Page text.
New industrial technologies in the form of smart machines, smart factories, cloud-based services and advanced data analytics have begun to transform machine shops and factory landscapes across the globe. The early payback from implementing such systems has primarily been in the form of increased efficiencies.
However, improved efficiencies do not necessarily translate into competitive advantage. If a one-dimensional view of potential benefits is adopted, the long-term opportunities for strategic differentiation will be relatively small. After all, competitors also evolve while a particular company improves its efficiency through deployment of one or two digital-based solutions. Over time, most of the industrial players within a given market will implement the new technologies and accrue the same efficiency gains.
In order to gain true competitive advantage, both machine OEMs and industrial end users will need to maximize the impact of digital advancements by combining them in a comprehensive program. A critical success factor for capturing digital opportunities is to combine the various technologies in such a way that new revenue streams are created. Beyond operational efficiency, strategic uniqueness has to be established, and the means for establishing that uniqueness is through the evolution of new business models.
In contrast to the classic machine automation approach that relies on select, locally generated data, the new smart machine environments enable business models that leverage the advanced availability of historical, contextual, operational, process, environmental, and diagnostic data. Data specialists with advanced tools can interpret relevant data and use the derived information to monetize processes. This is achieved by factoring in high value information about efficiency, the reliability of machines, and interconnection with other processes. This presents new opportunities for innovation and the development of new products and services.
Understanding the true value of digitization
To most stakeholders, the value of data seems to be clear, and this value is often interpreted as creating efficiency and productivity gains. However, in the case of digitalization, the definition of value can extend beyond that and into the realm of both short and long-term revenue generation. The main benefit could be a higher level of customer loyalty and/or a business model based on much lower costs.

Extracted information.
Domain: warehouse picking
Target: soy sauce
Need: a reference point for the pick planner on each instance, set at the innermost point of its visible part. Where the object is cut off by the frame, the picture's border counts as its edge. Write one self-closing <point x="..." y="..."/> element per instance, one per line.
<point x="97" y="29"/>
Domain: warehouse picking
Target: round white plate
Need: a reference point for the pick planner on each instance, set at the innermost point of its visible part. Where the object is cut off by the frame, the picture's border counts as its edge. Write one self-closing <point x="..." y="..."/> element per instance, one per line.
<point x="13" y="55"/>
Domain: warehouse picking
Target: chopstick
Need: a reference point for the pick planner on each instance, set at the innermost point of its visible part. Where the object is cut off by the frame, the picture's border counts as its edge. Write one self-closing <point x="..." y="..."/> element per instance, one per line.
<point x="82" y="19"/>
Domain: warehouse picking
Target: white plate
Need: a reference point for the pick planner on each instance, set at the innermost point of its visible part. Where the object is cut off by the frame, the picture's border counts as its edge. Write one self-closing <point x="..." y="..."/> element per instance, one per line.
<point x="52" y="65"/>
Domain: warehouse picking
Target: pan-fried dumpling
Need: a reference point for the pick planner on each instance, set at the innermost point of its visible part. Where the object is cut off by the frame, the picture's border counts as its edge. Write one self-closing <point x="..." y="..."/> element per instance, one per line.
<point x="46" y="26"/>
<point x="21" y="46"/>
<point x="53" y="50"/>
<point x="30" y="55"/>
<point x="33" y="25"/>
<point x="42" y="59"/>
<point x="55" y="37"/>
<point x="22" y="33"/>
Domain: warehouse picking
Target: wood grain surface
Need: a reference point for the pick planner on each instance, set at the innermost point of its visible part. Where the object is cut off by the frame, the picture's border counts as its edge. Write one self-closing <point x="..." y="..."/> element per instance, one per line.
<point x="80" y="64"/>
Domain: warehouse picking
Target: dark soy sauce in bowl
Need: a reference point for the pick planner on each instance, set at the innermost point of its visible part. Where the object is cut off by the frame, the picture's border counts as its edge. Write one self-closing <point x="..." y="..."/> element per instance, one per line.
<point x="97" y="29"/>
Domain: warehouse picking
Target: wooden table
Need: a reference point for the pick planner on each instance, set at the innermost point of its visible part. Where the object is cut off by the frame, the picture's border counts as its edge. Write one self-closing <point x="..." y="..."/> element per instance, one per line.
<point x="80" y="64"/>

Activity A. According to the passage on industrial digitalization, what is a critical success factor for capturing digital opportunities?
Activity B. Reproduce verbatim the part of the passage on industrial digitalization that begins at the words "Understanding the true" and stops after "much lower costs.".
Rely solely on the passage on industrial digitalization, not on the records.

Exercise solution A. Combining the various technologies in such a way that new revenue streams are created.

Exercise solution B.
Understanding the true value of digitization
To most stakeholders, the value of data seems to be clear, and this value is often interpreted as creating efficiency and productivity gains. However, in the case of digitalization, the definition of value can extend beyond that and into the realm of both short and long-term revenue generation. The main benefit could be a higher level of customer loyalty and/or a business model based on much lower costs.